* [SOURCE DATA]:
^^^^^^^^
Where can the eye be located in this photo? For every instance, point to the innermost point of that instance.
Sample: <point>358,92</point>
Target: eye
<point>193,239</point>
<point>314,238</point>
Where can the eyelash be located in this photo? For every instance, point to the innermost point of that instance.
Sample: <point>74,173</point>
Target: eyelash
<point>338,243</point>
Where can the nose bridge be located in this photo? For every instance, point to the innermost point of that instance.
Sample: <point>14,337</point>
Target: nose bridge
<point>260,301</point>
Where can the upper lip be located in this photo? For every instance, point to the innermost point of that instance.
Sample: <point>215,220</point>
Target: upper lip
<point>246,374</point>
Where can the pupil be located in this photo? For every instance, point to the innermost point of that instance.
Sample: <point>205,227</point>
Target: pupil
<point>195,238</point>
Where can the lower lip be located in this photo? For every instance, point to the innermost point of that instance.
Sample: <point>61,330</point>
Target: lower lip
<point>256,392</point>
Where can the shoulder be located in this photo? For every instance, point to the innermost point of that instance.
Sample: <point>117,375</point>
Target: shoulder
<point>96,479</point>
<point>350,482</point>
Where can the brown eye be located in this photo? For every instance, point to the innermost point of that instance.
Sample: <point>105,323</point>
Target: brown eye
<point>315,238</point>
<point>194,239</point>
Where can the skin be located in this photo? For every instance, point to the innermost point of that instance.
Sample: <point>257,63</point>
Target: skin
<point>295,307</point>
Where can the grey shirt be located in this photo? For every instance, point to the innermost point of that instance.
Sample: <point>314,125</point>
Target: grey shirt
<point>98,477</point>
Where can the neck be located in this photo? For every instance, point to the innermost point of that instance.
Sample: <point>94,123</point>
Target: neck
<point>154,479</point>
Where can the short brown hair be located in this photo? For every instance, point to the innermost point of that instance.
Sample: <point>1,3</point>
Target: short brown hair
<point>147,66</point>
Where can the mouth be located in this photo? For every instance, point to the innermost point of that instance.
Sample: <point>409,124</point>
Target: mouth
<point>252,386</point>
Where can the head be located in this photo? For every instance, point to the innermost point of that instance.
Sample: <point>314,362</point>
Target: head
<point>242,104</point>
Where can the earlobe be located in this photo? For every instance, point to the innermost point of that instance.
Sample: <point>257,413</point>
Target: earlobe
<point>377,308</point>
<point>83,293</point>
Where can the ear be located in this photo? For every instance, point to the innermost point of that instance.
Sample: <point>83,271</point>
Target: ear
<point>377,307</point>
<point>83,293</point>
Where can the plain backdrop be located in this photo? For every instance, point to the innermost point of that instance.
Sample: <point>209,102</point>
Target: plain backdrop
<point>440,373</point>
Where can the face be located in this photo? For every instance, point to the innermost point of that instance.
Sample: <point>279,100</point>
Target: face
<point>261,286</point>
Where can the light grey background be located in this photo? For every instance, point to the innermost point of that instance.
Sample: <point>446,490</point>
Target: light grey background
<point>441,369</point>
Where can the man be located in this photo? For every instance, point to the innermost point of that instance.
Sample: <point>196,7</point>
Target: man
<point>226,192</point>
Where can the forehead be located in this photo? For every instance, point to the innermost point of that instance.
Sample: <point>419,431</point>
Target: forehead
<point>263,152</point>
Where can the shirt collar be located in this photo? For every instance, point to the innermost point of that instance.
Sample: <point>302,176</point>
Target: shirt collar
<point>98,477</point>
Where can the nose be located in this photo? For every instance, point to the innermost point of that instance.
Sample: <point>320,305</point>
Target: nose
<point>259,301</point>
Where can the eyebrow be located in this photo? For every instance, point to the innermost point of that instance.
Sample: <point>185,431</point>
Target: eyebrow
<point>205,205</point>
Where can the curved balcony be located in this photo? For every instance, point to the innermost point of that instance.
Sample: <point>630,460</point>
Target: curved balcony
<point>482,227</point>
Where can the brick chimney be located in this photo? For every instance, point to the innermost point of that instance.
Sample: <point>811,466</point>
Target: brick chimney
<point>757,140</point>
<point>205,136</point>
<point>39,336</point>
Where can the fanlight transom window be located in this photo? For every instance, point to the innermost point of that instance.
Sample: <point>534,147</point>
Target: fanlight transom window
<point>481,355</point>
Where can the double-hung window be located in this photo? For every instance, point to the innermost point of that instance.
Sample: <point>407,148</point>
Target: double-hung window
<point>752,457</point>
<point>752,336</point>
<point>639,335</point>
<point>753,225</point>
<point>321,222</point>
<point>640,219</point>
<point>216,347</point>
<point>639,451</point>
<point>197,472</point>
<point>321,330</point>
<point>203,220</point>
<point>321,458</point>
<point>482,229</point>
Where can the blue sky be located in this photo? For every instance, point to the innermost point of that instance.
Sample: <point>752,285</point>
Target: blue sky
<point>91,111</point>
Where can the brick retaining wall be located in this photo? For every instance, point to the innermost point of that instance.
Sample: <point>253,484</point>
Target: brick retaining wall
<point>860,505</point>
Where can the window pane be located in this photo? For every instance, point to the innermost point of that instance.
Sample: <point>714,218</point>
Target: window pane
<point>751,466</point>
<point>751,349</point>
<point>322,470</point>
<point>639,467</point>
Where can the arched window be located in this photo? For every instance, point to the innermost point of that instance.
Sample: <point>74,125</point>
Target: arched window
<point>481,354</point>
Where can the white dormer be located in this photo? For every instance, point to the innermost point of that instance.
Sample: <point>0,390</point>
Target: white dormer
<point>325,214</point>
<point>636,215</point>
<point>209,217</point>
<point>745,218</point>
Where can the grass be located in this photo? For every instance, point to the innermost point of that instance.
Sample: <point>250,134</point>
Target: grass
^^^^^^^^
* [WHAT TO DO]: Please state how many lines in the records contain the word "grass", and give only that number.

* [EXERCISE SOLUTION]: 2